#### Aim of the exercise
Retype every entry below exactly as it stands.

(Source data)

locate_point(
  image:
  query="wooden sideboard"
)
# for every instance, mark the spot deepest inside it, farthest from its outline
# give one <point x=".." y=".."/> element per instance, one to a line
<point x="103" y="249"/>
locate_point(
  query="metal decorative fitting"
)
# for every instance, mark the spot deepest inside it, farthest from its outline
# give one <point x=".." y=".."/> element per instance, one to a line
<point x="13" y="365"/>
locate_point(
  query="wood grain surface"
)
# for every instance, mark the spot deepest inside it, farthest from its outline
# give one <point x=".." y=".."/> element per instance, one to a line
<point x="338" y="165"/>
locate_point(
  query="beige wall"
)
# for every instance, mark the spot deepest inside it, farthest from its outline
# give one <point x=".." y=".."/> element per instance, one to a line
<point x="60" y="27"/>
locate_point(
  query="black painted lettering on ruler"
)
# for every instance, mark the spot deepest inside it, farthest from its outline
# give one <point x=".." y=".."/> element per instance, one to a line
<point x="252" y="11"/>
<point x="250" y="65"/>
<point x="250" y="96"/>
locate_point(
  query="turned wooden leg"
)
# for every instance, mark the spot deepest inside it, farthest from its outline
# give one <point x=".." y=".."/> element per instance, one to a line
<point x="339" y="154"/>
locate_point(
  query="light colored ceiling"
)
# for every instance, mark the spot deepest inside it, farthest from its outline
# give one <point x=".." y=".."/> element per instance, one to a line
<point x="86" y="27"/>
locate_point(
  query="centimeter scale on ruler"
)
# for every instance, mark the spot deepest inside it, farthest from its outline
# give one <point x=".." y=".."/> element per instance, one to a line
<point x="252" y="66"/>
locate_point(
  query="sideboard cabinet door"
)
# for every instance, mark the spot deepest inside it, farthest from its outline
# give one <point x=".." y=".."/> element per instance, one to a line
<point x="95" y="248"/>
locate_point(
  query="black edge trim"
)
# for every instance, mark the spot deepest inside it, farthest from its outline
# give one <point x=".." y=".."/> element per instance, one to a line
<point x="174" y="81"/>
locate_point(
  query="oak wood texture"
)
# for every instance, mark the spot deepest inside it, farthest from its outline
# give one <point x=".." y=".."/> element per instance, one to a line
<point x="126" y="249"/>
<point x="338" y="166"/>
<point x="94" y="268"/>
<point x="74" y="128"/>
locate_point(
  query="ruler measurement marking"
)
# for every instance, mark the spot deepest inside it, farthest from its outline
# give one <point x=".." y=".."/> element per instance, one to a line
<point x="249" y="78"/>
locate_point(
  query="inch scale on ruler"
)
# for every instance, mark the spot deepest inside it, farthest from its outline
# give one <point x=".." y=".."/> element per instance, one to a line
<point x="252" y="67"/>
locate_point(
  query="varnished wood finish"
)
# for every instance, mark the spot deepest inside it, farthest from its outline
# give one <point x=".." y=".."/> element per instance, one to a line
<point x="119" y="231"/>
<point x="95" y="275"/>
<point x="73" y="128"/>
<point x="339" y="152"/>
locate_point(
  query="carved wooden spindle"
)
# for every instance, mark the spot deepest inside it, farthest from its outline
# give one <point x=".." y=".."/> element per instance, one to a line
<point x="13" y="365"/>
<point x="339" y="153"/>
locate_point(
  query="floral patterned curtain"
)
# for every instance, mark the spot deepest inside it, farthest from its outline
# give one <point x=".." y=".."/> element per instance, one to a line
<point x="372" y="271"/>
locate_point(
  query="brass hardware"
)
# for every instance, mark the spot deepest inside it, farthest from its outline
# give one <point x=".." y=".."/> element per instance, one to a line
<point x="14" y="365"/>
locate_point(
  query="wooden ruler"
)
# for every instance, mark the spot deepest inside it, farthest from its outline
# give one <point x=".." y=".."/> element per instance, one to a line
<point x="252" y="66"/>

#### Solution to the problem
locate_point(
  image:
  query="wooden sideboard"
)
# for every instance, mark the spot deepest inside it, farthest from its outline
# give one <point x=".." y=".."/> element per instance, one to a line
<point x="103" y="249"/>
locate_point(
  query="metal decorative fitting"
)
# for every instance, mark the spot deepest inside it, farthest from its outline
# give one <point x=".." y=".."/> element per instance, one to a line
<point x="13" y="365"/>
locate_point(
  query="wood grain surface"
)
# for every instance, mark the spot deepest inside it, farthest from its outline
# give one <point x=".." y=".."/> element per instance, one to a line
<point x="338" y="165"/>
locate_point(
  query="beige wall"
)
# for every instance, mark the spot deepest inside it, farthest from its outline
# give one <point x=".." y=".."/> element per instance, one to a line
<point x="60" y="27"/>
locate_point(
  query="black painted lettering on ruler"
)
# for every instance, mark the spot deepest inside it, farthest from its outline
# give one <point x=".." y=".."/> element per instance, one to a line
<point x="252" y="11"/>
<point x="250" y="65"/>
<point x="250" y="96"/>
locate_point(
  query="turned wooden leg"
)
# for every instance, mark the spot deepest inside it, farthest from its outline
# give one <point x=".." y=".."/> element per instance, one to a line
<point x="339" y="154"/>
locate_point(
  query="light colored ceiling"
)
# for every instance, mark the spot deepest inside it, farthest from its outline
# give one <point x=".." y=".."/> element per instance, one to a line
<point x="86" y="27"/>
locate_point(
  query="centimeter scale on ruler"
)
# for every instance, mark the spot deepest inside it, farthest from its outline
# give one <point x=".." y=".."/> element per instance, one to a line
<point x="252" y="66"/>
locate_point(
  query="sideboard cabinet door"
)
# for every instance, mark the spot deepest inside it, farthest from its outline
# give one <point x=".." y=".."/> element per instance, one to a line
<point x="95" y="248"/>
locate_point(
  query="black edge trim"
)
# for every instance, mark the spot deepest inside it, farthest from its outline
# give one <point x=".." y=".."/> element per instance, one to a line
<point x="174" y="81"/>
locate_point(
  query="oak wood texture"
)
# for every instance, mark the spot deepest inside it, farthest from its outline
# give one <point x=".." y=".."/> element per instance, one to a line
<point x="126" y="249"/>
<point x="338" y="166"/>
<point x="94" y="268"/>
<point x="74" y="128"/>
locate_point(
  query="ruler measurement marking"
)
# for every instance, mark the spot deepest inside it, farthest from its outline
# give one <point x=".." y=".."/> element per instance, one to a line
<point x="249" y="78"/>
locate_point(
  query="inch scale on ruler"
)
# for every instance, mark the spot deepest inside it, farthest from its outline
# give one <point x=".." y=".."/> element per instance, one to a line
<point x="252" y="67"/>
locate_point(
  query="varnished wood finish"
)
# for every instance, mark the spot deepest inside it, farthest from its outline
# give one <point x=".." y=".."/> element per instance, one to a line
<point x="119" y="231"/>
<point x="95" y="275"/>
<point x="73" y="128"/>
<point x="339" y="152"/>
locate_point(
  query="carved wooden spindle"
)
# for every instance, mark the spot deepest inside it, farthest from its outline
# give one <point x=".." y=".."/> element per instance, one to a line
<point x="13" y="365"/>
<point x="339" y="153"/>
locate_point(
  query="floral patterned curtain"
)
# for every instance, mark the spot deepest inside it, farthest from its outline
# give one <point x=".." y=".."/> element per instance, one to a line
<point x="372" y="271"/>
locate_point(
  query="brass hardware"
)
# for every instance, mark the spot deepest inside it, farthest from its outline
# give one <point x=".." y=".."/> element per instance, one to a line
<point x="14" y="365"/>
locate_point(
  query="wooden ruler"
)
# for every instance, mark the spot deepest inside it, farthest from its outline
# give one <point x=".." y=".."/> element per instance, one to a line
<point x="252" y="66"/>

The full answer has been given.